━━ ARTÍCULO

Cenando con el enemigo. ¿Qué servirle a un islamista iraní que tiene hambre de poder?

por Clifford D. May, 29 de septiembre de 2008

(Publicado en Scripps Howard News Service, 25 de septiembre de 2008)

Entre las lecciones por aprender debido a la debacle en Wall Street: el cambio no siempre es para mejor. Y hasta instituciones que parecen grandes, fuertes y duraderas pueden derrumbarse en un instante.
 
Lecciones como éstas son especialmente relevantes esta semana cuando el presidente iraní Mahmud Ahmadineyad hace otra visita al cuartel general de la ONU en Manhattan. La mayoría de americanos sabe que es alguien despreciable y que representa al principal patrocinador de terrorismo en el mundo. La mayoría es consciente que su régimen ha favorecido la matanza de tropas americanas en Irak, que viola los derechos humanos más básicos en su país y que está desarrollando armas nucleares para proyectar poder al extranjero. Pero la ortodoxia sostiene que aunque Irán puede representar una amenaza existencial para Israel, Estados Unidos no está en inminente peligro.

━━━━
━━ DATOS REGISTRADOS

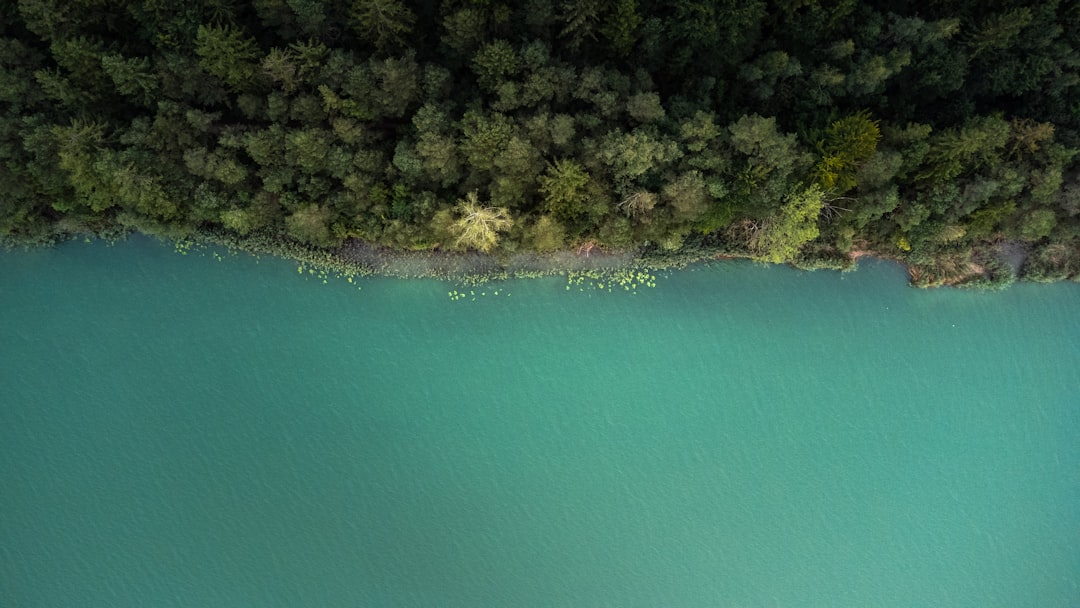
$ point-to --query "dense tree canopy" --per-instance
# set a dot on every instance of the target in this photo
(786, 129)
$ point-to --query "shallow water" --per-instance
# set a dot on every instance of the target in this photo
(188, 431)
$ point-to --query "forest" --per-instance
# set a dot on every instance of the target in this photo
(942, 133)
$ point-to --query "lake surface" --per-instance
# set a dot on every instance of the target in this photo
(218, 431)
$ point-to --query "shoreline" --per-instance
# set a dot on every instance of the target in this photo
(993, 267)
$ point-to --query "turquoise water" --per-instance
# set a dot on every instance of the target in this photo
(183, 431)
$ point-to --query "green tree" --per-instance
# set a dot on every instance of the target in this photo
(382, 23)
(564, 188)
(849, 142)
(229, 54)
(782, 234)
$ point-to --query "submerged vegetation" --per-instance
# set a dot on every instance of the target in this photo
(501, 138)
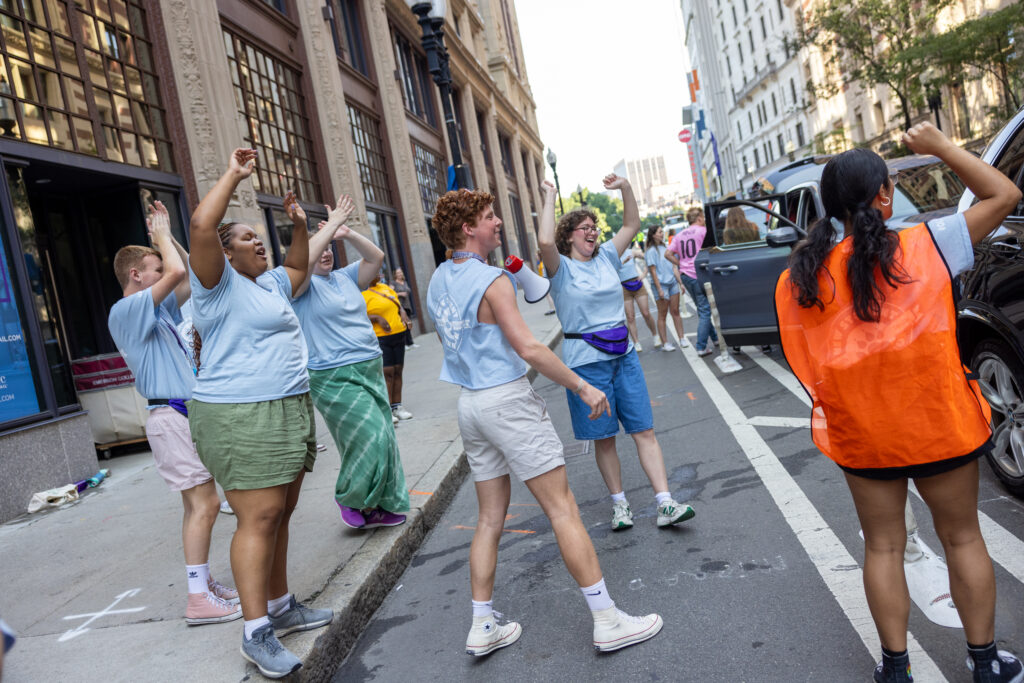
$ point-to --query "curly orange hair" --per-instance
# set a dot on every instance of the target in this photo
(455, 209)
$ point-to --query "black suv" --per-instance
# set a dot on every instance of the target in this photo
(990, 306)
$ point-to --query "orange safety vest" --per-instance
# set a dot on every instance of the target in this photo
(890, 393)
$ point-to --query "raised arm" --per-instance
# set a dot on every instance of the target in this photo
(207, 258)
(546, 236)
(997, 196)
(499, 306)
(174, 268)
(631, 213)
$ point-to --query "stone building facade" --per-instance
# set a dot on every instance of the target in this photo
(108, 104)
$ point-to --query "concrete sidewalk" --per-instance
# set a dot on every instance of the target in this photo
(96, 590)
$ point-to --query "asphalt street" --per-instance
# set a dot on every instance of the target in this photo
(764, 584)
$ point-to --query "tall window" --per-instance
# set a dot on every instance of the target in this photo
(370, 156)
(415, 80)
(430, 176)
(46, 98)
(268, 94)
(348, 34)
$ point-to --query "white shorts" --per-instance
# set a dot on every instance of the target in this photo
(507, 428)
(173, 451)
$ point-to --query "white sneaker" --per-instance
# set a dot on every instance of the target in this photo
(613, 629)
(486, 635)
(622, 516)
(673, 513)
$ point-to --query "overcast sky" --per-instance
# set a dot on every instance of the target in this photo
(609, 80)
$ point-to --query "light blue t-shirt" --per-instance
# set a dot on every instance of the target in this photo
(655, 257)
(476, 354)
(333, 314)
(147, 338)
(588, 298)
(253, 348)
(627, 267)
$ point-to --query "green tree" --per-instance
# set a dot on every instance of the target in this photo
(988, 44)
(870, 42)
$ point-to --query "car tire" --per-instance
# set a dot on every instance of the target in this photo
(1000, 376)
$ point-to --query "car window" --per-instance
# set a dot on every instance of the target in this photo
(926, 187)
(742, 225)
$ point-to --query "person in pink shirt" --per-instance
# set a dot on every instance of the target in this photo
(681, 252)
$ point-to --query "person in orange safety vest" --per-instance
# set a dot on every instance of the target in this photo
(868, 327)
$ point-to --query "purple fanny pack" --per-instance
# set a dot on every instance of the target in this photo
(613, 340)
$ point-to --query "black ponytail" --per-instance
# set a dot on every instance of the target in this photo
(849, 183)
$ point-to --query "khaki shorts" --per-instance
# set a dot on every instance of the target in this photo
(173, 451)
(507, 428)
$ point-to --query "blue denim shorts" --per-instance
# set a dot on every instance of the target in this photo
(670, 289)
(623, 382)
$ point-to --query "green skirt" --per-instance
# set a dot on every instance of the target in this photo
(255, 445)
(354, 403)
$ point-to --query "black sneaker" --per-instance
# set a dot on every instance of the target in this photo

━━━━

OBJETIVOS:
1. Según el artículo, ¿qué lugar visita Mahmud Ahmadineyad esta semana?
2. Devuelve literalmente el fragmento del artículo que empieza con "Cenando con el" y sigue hasta "en un instante.".
Los datos no tienen relación con el artículo.

SOLUCIONES DEL EJERCICIO:
1. El cuartel general de la ONU en Manhattan.

2.
Cenando con el enemigo. ¿Qué servirle a un islamista iraní que tiene hambre de poder?

por Clifford D. May, 29 de septiembre de 2008

(Publicado en Scripps Howard News Service, 25 de septiembre de 2008)

Entre las lecciones por aprender debido a la debacle en Wall Street: el cambio no siempre es para mejor. Y hasta instituciones que parecen grandes, fuertes y duraderas pueden derrumbarse en un instante.